## Location identification records

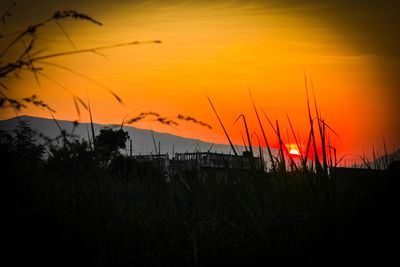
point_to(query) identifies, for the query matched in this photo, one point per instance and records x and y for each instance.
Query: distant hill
(142, 139)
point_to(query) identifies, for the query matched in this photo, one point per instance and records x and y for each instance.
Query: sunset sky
(222, 49)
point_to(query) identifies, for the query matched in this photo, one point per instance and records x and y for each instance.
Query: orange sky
(220, 50)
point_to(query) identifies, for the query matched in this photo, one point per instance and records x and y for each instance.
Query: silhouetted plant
(108, 143)
(21, 150)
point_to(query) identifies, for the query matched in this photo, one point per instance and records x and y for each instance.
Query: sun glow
(293, 150)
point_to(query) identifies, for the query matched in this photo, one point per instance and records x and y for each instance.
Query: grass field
(72, 209)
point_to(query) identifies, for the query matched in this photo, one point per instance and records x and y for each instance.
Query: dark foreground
(73, 209)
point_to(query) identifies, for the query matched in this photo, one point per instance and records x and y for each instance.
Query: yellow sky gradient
(220, 51)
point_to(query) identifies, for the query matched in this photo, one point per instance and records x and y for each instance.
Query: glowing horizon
(220, 50)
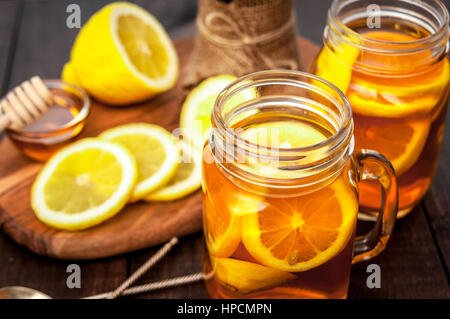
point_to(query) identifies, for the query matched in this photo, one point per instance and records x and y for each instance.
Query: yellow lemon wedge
(400, 141)
(84, 184)
(123, 55)
(68, 74)
(336, 66)
(155, 151)
(399, 101)
(187, 178)
(221, 225)
(245, 277)
(195, 118)
(278, 134)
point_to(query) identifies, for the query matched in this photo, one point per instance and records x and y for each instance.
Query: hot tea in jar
(390, 58)
(280, 190)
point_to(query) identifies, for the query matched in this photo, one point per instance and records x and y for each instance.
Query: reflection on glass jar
(391, 61)
(280, 190)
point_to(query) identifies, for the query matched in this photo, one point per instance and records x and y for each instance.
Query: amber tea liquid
(272, 243)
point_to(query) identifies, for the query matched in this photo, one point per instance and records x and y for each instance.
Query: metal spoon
(18, 292)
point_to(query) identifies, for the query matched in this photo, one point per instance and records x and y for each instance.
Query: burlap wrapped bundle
(242, 36)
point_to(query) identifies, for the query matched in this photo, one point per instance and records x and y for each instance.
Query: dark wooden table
(34, 39)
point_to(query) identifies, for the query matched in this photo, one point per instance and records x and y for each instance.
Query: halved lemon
(84, 184)
(187, 178)
(155, 151)
(301, 233)
(336, 66)
(245, 277)
(123, 55)
(400, 140)
(195, 117)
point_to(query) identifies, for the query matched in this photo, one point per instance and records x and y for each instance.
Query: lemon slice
(245, 277)
(123, 55)
(278, 134)
(401, 141)
(301, 233)
(155, 151)
(195, 118)
(187, 179)
(84, 184)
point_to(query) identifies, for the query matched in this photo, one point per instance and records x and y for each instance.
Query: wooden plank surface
(412, 266)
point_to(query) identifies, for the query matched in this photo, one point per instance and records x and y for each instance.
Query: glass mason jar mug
(280, 190)
(390, 58)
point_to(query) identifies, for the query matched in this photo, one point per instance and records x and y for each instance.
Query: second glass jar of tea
(390, 58)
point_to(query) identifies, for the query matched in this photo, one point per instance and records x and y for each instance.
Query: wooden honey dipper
(25, 104)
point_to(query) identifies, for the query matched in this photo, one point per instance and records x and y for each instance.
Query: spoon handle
(143, 269)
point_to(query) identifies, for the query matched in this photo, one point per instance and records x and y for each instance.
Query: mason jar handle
(374, 167)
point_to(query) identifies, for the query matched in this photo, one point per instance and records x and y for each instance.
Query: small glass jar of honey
(59, 126)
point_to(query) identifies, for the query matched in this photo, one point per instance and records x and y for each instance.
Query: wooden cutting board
(139, 225)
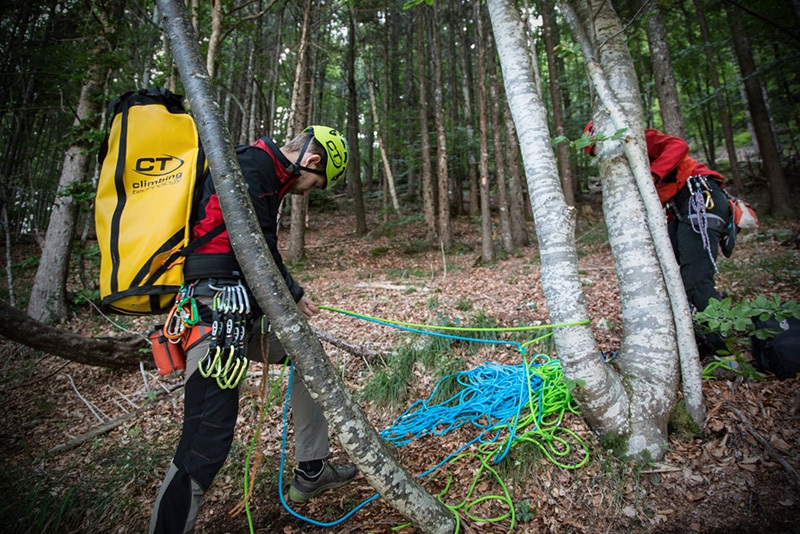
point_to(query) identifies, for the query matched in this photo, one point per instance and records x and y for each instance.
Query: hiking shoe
(331, 476)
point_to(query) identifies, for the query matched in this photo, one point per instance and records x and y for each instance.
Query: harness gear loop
(699, 200)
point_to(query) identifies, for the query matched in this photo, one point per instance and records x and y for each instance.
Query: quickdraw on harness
(183, 314)
(700, 201)
(225, 360)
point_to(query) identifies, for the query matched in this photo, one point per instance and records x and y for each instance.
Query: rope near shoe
(331, 476)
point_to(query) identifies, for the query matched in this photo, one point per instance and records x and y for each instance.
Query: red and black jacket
(264, 169)
(671, 165)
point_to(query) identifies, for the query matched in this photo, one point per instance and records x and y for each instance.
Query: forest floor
(738, 475)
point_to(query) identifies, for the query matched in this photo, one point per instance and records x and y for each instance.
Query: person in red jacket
(697, 209)
(217, 356)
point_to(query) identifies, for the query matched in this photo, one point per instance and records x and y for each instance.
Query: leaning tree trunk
(620, 99)
(358, 437)
(550, 41)
(601, 394)
(48, 302)
(635, 403)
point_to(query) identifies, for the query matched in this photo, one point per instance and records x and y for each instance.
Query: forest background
(66, 60)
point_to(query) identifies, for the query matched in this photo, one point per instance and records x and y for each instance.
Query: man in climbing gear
(698, 213)
(232, 330)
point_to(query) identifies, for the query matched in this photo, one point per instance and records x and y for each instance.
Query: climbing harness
(700, 201)
(182, 315)
(225, 360)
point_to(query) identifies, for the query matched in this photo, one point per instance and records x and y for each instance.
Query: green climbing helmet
(335, 145)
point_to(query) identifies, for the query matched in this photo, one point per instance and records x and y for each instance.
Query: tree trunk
(516, 190)
(636, 403)
(469, 121)
(445, 228)
(215, 37)
(387, 169)
(352, 127)
(358, 437)
(428, 197)
(722, 110)
(499, 152)
(299, 117)
(669, 103)
(487, 246)
(780, 199)
(550, 42)
(621, 104)
(48, 302)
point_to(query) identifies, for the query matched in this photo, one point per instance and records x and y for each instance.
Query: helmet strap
(295, 167)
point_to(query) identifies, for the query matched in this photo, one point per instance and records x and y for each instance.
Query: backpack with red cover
(743, 217)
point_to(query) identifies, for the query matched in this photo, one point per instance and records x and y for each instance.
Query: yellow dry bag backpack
(151, 163)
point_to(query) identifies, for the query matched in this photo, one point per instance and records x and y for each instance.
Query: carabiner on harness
(225, 360)
(699, 201)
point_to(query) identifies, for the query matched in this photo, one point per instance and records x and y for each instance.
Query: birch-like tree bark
(550, 41)
(620, 107)
(358, 437)
(634, 398)
(487, 245)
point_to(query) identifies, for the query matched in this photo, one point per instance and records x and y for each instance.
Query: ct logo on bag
(161, 171)
(160, 166)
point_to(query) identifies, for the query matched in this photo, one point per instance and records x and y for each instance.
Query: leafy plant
(729, 320)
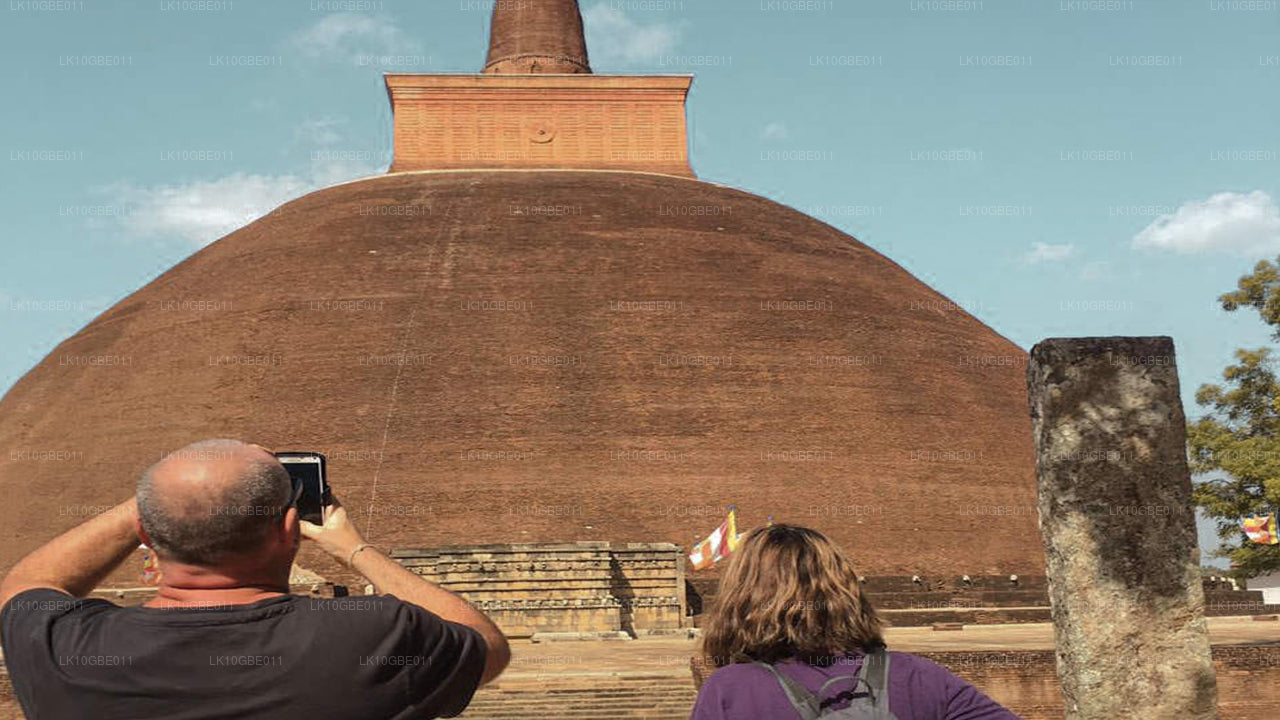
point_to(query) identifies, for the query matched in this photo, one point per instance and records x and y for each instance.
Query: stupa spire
(536, 37)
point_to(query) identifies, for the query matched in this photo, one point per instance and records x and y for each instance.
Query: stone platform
(581, 588)
(650, 678)
(1013, 664)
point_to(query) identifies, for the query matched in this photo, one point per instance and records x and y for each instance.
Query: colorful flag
(1262, 529)
(718, 545)
(150, 568)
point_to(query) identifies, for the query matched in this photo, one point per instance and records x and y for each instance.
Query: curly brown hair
(789, 592)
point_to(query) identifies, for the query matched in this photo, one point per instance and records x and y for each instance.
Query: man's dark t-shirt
(371, 657)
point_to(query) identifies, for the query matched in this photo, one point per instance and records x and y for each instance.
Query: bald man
(223, 637)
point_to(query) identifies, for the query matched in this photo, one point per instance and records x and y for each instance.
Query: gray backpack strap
(804, 701)
(876, 673)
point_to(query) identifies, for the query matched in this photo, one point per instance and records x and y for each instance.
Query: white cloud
(1228, 222)
(320, 131)
(775, 131)
(1097, 270)
(612, 37)
(351, 36)
(202, 212)
(1046, 253)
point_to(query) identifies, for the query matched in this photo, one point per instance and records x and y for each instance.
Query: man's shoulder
(51, 601)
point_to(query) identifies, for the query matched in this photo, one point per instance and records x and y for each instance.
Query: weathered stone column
(1119, 529)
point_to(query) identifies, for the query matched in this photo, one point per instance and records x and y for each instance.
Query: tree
(1238, 440)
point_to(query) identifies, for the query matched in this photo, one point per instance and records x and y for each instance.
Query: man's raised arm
(80, 559)
(343, 541)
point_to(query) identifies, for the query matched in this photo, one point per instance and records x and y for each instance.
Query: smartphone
(306, 469)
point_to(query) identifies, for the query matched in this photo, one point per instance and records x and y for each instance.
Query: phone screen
(306, 469)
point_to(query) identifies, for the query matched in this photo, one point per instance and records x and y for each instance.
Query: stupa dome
(545, 356)
(572, 340)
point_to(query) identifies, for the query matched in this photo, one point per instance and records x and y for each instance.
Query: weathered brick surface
(563, 122)
(585, 587)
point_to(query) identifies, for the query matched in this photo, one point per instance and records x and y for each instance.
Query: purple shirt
(918, 689)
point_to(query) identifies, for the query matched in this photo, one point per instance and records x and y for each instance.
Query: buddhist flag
(150, 568)
(1262, 529)
(718, 545)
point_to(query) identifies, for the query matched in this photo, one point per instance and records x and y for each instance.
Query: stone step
(583, 697)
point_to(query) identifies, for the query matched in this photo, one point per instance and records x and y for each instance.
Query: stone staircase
(585, 697)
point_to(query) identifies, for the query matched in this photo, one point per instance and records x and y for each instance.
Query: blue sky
(1057, 167)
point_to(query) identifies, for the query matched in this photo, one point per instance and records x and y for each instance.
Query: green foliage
(1238, 441)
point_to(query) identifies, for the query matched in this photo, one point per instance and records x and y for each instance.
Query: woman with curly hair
(791, 636)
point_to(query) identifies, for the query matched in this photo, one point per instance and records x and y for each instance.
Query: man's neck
(188, 586)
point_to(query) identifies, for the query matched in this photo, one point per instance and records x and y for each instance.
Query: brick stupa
(538, 105)
(529, 331)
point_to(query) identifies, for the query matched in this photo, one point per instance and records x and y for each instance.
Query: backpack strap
(804, 701)
(876, 673)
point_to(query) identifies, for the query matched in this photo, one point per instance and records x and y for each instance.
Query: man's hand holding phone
(337, 534)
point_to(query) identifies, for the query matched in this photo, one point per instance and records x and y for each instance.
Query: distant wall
(1269, 584)
(583, 587)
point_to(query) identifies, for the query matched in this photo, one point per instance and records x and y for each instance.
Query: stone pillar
(1119, 529)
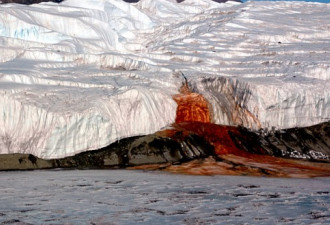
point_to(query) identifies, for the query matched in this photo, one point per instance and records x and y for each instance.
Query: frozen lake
(137, 197)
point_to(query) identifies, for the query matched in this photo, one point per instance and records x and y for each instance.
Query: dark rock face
(304, 143)
(143, 150)
(181, 144)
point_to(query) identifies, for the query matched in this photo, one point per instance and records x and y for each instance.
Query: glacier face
(79, 75)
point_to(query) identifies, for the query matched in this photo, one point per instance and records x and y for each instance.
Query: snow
(80, 75)
(127, 197)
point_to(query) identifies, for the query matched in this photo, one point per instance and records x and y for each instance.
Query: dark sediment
(185, 142)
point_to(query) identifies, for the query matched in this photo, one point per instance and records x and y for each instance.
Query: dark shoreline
(310, 144)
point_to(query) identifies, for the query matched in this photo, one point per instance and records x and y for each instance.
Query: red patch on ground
(192, 107)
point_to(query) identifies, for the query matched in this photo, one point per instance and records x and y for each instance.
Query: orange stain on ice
(193, 116)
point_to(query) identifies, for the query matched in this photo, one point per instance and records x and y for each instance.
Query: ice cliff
(80, 75)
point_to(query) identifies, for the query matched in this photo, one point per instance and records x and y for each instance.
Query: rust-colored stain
(194, 117)
(192, 107)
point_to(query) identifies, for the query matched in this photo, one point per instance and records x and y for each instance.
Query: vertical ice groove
(80, 75)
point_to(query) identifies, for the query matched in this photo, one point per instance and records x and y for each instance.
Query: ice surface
(82, 74)
(135, 197)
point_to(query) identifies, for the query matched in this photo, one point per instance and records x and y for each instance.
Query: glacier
(78, 76)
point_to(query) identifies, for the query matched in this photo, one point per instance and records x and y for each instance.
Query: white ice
(80, 75)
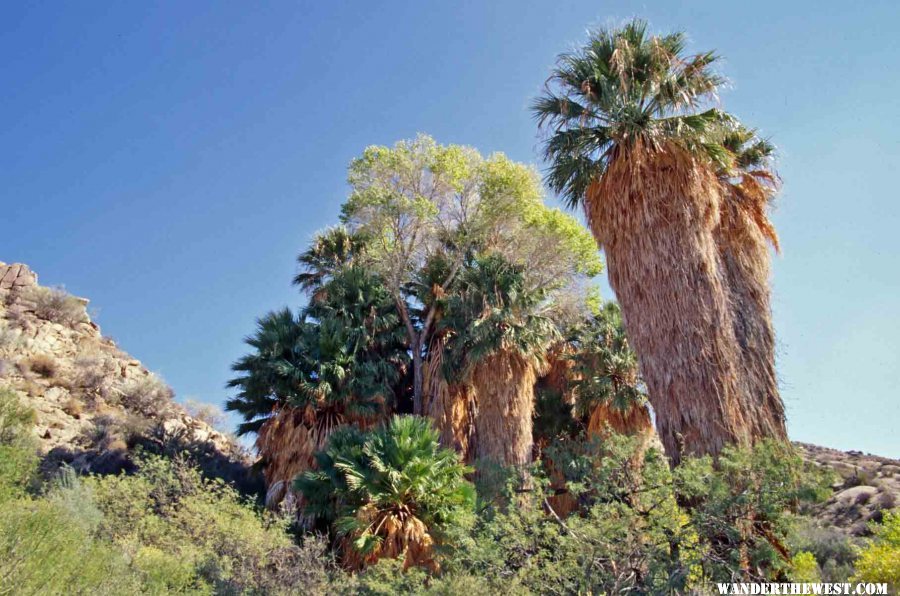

## Exercise description
Extract every line of the records above that contains the string "backpack". Matching is case-sensitive.

## Reply to the task
Query: backpack with red cover
Query: yellow dry bag backpack
Query: gray backpack strap
Query: backpack strap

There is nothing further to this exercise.